- **Exercise**: In the thread on counting employees by salary, what type of query does the reply recommend using in the JPA repository?

- **Source extract**:
════
I want to count the number for records that are satisfying the conditions
Example:-
There are 400 records in table and table consist of employee_name and employee_salary and I want to find the count of employees who are having salary less than 20K and count of employees who are having salary greater than 20K. I have tried few things like we can achieve using criteriaBuilder.selectCase() but i am not able to find exact solution.
Thanks for the help
It may be more convenient to use native query in the JPA repository:
@Repository
public interface EmployeeRepository extends CrudRepository<Employee, Integer> {
@Query(nativeQuery = true,
value = "SELECT (CASE WHEN e.salary < :minLimit THEN 'Low' ELSE 'High' END) isLow, COUNT(*) "
+ "FROM employee e GROUP BY isLow")
════
- **A run of records**:
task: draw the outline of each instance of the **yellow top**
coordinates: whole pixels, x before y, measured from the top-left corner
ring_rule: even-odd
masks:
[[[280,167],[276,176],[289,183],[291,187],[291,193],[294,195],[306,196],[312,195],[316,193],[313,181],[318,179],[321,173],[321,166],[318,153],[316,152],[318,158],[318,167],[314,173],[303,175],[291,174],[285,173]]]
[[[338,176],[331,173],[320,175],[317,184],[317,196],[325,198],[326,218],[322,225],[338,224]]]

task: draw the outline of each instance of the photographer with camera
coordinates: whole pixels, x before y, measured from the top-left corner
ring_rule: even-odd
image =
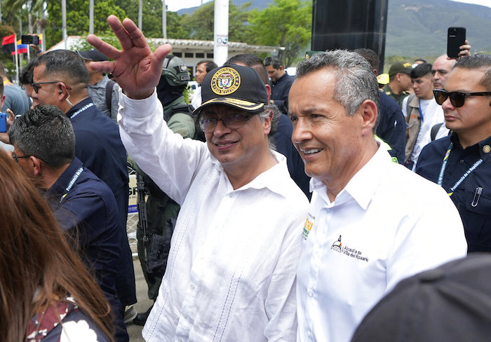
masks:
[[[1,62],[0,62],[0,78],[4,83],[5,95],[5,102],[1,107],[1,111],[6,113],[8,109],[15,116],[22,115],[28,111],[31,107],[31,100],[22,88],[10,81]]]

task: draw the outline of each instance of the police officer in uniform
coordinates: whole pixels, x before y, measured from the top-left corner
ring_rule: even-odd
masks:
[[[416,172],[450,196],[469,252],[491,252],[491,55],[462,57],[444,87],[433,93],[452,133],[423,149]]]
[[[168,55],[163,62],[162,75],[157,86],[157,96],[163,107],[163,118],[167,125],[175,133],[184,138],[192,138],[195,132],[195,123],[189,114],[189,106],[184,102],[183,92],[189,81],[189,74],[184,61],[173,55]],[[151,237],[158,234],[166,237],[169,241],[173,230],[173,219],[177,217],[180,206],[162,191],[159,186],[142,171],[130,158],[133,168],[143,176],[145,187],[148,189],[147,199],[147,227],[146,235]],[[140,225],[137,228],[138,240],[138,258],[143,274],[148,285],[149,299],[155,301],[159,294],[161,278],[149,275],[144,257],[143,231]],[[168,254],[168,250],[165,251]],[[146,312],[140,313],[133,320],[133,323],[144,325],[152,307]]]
════
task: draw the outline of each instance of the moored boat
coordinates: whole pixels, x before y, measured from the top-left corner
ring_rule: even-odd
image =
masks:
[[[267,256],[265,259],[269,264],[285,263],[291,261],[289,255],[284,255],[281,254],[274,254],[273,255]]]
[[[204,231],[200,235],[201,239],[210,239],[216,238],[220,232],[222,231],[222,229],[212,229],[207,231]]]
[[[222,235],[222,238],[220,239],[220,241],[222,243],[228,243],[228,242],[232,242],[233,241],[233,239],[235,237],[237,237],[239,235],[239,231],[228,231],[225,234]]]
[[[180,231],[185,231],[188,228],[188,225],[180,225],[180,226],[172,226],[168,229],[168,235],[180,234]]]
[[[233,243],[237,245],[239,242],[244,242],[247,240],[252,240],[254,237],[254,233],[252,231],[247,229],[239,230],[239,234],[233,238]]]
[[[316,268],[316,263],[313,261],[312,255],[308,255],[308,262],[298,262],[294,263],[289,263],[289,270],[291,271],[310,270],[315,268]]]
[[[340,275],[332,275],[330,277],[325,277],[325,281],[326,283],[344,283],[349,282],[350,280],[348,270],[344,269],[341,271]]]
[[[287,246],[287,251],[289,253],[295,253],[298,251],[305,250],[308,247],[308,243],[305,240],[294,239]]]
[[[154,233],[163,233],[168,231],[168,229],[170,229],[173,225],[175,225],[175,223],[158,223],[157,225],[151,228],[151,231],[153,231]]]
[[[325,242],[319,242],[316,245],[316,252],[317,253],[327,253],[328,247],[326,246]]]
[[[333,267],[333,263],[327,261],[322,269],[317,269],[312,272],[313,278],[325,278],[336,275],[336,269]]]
════
- **Complete output**: A native query.